**TEXT:**
The author also invokes certain illustrative stories in this section. For example, the Sati myth is told with reference to the “yoni temple” at Kamakhya, Assam, to establish the idea of the body divine. However, she makes some of these assertions in ways that are uncomfortably literal, as if myths were indisputable truths.

The uncomfortable and the profound

Is this one those cases of academic compromise to accommodate an increasingly touchy faith? Or is it simply a case of conventionality on Pande’s part? Certainly, when she deals with the quintessentially erotic art of medieval India, her use of typically sexist terms betrays a force of old school habit.

Consider the repeated use of idioms like “ample bosom”, “slender waist”, or “pendulous breasts” while describing the feminine aesthetic of stone sculptures. The author falls into the objectification trap, borrowing some of her language, perhaps inadvertently, from her older male counterparts. This is at least true of that section of the book where the most definitive and erotic temple complexes of Khajuraho, Konark and Bhubaneshwar are being discussed. The relief in her tone is palpable as she moves on from the erotic to the esoteric – like a biology teacher having finished the first sex education class for a bunch of giggly teenagers.

Pande then details out the bhakti movement and concepts like shringara rasa, under which the union of two bodies became the metaphor for the soul’s union with god. She delves into the tradition of miniature paintings, Mughal and Sufi cultural influences, and a steady stream of literary talents and mystics like Kabir, Lal Ded, and Akka Mahadevi, who contributed to defining the concept of body and beauty in the medieval period. Through an array of expertly curated illustrations and literary excerpts, she is able to train the spotlight on some of the most beautiful traditions of medieval Indian art and literature.

The narrative of the now

Pande continues this in the modern and contemporary period sections too. As India lives through, fights against, and frees itself from colonial rule, there is a definite shift in its moral and aesthetic structure. The author highlights these changes in aesthetic expression from the ancient and medieval periods through the work of many modern greats. “Contemporary Indian literature and art both witnessed a major shift from the spiritual and erotic to the social and personal…postmodern, post-colonial writings and a Marxist ideology shaped the art and culture of contemporary artists. The body is represented as autobiographical material and the ‘self’ becomes more and more present,” she writes.

The paradigm shift is reflected in the works of artists like Rabindranath Tagore, who led the enlightenment in Bengal, MF Husain and Tyeb Mehta among the Bombay Progressives, Raja Ravi Varma among the modern classicists, and Amrita Sher-Gil and Sarojini Naidu among feminist artists. More leaps are made as artists move on from poetry and paintings to photography, performance, and body art.

In the modern and contemporary periods, the rebels and trailblazers cited include Ismat Chughtai, Kamala Das, Akbar Padamsee, Jayant Mahapatra, Meena Kandasamy, and Akhil Katyal to name a few. “The contemporary understanding of the body has moved beyond its singular aesthetic appraisal and concerns itself with indigenous systems around the body and related constructs of otherness, masculinity and femininity, health and sexuality, cultural connotations and personal identity,” writes Pande as a succinct distillation of what the body has become for today’s artists.

In the end, Body Sutra becomes an excellent metaphor for its subject. Though sometimes unsure of its voice and unsteady on its feet, it is a marvellous constant. As a site of procreation and recreation, identity and loss, art and history, perpetuity and evolution, the body is, as Pande aptly puts it, “a flickering signifier of sorts…”

Body Sutra

Body Sutra: Tracing the Human Form through Art & Imagination, Alka Pande, Rupa Publications.

**BRIEF 1:**
Which temple complexes does the review call the most definitive and erotic?
**BRIEF 2:**
From the review, reproduce the passage that begins at the words "In the end, Body" and stops after the words "Pande, Rupa Publications.".

**DATA FOR REVIEW:**
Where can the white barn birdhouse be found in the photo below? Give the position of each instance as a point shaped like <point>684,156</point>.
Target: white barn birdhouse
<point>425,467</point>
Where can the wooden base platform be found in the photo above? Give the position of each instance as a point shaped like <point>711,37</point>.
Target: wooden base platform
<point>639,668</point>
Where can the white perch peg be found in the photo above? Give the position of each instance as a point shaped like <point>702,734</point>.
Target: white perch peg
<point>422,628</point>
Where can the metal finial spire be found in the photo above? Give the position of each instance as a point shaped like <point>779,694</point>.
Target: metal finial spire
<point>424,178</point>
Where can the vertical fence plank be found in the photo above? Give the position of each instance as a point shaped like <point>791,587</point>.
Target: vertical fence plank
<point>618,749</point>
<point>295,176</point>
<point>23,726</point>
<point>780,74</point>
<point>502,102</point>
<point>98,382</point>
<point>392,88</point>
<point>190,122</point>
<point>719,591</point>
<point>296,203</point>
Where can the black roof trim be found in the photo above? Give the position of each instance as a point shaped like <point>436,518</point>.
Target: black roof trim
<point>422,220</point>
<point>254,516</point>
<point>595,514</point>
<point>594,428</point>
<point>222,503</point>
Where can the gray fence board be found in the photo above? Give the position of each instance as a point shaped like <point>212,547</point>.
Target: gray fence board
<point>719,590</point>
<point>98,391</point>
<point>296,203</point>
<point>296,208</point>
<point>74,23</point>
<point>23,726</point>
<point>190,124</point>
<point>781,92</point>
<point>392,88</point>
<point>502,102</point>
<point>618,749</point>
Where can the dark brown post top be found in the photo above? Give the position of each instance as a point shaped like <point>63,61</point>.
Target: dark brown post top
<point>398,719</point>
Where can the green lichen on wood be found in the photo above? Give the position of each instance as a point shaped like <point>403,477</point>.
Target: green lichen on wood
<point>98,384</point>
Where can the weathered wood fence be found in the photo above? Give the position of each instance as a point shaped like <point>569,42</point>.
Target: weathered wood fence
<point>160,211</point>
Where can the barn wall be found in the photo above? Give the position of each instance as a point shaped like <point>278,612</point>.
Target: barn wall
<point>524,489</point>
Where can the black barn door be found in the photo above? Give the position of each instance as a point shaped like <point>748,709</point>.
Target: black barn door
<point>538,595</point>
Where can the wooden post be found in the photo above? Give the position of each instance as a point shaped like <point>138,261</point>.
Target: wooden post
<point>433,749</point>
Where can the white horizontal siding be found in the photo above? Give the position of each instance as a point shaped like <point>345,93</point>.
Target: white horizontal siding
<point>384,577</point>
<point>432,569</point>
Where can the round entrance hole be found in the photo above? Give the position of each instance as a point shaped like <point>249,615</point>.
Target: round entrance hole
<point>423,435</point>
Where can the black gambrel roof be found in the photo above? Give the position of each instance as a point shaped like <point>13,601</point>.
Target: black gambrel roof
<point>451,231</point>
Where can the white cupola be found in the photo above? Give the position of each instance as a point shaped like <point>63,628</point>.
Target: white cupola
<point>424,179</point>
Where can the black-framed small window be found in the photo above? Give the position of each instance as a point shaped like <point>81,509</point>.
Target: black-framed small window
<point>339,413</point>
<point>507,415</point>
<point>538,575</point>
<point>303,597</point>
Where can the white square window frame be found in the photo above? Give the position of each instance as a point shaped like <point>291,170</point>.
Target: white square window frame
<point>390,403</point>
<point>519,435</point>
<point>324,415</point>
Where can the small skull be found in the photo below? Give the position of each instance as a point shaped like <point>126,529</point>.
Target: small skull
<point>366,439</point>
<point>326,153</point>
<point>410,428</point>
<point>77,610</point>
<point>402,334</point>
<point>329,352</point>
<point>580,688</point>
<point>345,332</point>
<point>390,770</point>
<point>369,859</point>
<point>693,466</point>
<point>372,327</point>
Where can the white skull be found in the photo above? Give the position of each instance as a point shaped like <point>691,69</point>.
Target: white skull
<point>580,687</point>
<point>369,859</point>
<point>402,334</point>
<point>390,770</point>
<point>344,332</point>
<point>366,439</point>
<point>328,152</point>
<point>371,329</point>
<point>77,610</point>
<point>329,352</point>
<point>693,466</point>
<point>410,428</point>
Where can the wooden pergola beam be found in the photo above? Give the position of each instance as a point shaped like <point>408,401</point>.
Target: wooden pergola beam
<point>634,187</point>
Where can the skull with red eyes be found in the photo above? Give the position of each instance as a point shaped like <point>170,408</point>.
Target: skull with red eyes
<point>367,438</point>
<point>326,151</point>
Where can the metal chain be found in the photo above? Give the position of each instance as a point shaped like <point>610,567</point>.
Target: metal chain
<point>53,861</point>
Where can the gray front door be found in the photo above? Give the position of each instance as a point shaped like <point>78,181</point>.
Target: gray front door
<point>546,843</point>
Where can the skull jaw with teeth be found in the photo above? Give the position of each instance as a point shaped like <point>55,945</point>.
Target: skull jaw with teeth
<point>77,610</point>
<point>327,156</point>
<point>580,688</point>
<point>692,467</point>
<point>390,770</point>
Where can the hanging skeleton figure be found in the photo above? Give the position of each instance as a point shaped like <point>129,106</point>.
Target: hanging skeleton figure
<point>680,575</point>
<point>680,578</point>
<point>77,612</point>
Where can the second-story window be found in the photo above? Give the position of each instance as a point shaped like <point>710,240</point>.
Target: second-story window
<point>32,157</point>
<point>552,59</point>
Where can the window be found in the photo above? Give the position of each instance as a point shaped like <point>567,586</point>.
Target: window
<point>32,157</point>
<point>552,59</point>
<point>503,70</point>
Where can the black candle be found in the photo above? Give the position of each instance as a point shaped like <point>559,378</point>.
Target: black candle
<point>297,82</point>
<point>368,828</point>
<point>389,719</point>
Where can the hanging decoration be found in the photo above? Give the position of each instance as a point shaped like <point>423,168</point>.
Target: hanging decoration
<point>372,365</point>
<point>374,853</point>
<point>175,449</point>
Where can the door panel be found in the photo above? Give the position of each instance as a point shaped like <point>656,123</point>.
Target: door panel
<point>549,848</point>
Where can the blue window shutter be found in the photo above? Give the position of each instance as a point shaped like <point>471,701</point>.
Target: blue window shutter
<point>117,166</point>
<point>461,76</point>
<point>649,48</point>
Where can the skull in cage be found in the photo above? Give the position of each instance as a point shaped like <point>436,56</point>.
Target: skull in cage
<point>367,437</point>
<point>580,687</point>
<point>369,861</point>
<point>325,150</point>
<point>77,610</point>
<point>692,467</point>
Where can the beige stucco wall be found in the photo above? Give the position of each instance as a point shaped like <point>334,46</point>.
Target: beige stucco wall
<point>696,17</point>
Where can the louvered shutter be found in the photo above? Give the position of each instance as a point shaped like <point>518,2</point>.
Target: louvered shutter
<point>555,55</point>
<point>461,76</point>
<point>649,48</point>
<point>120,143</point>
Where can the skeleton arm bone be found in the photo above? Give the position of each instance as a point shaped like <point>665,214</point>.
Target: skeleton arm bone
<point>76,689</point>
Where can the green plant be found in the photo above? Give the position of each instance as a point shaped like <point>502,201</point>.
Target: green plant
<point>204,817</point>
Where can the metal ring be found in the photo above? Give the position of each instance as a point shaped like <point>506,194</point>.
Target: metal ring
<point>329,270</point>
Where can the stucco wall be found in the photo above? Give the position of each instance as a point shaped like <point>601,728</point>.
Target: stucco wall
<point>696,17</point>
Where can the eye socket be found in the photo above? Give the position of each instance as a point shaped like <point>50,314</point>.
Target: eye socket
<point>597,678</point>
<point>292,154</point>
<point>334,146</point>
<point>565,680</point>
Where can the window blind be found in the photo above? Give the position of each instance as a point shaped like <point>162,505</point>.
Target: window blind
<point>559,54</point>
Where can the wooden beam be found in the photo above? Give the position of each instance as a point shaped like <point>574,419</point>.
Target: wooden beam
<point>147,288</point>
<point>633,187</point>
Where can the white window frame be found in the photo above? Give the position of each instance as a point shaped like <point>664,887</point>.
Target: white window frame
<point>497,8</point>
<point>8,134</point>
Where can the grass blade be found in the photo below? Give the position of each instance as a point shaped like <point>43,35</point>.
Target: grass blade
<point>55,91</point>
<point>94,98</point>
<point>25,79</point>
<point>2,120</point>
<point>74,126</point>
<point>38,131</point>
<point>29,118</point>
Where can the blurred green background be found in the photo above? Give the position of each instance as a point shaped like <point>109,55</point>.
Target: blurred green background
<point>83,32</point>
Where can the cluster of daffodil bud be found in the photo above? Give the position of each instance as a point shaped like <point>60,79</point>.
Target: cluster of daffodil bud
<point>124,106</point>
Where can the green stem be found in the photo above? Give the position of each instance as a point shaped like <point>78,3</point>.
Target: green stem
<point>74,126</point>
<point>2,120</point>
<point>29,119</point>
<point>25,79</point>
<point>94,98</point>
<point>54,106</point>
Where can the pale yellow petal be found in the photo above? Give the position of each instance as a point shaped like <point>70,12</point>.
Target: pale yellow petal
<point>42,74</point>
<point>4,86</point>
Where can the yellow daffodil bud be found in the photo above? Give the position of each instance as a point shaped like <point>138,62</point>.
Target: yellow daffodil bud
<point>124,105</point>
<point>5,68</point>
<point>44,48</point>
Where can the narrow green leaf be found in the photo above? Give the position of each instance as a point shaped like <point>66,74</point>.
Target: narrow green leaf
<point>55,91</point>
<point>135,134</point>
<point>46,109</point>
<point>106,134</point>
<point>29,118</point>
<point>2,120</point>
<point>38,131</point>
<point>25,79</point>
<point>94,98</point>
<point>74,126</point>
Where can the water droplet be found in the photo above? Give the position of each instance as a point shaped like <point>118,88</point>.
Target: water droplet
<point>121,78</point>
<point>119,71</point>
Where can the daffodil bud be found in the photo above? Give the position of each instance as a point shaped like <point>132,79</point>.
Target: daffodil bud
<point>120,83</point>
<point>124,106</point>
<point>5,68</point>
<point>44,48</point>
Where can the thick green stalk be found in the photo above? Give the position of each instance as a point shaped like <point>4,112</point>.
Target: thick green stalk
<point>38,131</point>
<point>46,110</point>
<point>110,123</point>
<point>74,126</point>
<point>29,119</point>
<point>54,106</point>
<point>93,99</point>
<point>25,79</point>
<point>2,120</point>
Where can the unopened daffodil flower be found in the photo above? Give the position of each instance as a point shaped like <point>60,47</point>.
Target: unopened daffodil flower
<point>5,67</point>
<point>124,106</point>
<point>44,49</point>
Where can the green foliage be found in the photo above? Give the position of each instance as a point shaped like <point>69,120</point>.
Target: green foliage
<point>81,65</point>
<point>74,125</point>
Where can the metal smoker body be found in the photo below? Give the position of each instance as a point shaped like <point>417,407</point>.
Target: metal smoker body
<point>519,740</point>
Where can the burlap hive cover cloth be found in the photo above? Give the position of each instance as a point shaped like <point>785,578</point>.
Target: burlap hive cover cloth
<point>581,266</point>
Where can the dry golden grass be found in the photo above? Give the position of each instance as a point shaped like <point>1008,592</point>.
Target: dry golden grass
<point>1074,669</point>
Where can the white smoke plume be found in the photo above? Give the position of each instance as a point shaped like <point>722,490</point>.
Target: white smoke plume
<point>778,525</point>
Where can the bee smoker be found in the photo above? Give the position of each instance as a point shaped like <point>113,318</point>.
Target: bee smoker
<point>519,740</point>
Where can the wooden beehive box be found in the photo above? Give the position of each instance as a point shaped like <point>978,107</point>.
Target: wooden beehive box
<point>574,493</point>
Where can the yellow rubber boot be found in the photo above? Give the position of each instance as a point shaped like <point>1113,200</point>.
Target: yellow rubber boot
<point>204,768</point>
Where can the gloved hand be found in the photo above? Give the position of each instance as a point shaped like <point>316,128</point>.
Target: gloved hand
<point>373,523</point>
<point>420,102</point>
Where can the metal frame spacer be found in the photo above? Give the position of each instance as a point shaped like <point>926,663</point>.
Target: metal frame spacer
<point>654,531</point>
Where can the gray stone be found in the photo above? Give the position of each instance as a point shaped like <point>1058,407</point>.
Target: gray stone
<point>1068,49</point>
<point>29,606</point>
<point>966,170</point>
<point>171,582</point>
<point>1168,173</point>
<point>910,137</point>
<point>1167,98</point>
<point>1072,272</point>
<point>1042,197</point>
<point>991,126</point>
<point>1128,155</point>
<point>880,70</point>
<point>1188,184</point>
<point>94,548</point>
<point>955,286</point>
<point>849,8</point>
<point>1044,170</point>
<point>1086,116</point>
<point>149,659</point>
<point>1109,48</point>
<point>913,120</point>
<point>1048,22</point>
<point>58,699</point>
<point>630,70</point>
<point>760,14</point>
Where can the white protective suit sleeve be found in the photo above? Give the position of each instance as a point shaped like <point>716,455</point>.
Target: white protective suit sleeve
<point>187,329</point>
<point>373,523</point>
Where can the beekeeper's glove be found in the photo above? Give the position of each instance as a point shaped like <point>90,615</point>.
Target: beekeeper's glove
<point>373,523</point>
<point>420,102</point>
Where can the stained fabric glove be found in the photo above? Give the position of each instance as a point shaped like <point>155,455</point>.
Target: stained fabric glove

**WRITTEN REPLY 1:**
Khajuraho, Konark and Bhubaneshwar.

**WRITTEN REPLY 2:**
In the end, Body Sutra becomes an excellent metaphor for its subject. Though sometimes unsure of its voice and unsteady on its feet, it is a marvellous constant. As a site of procreation and recreation, identity and loss, art and history, perpetuity and evolution, the body is, as Pande aptly puts it, “a flickering signifier of sorts…”

Body Sutra

Body Sutra: Tracing the Human Form through Art & Imagination, Alka Pande, Rupa Publications.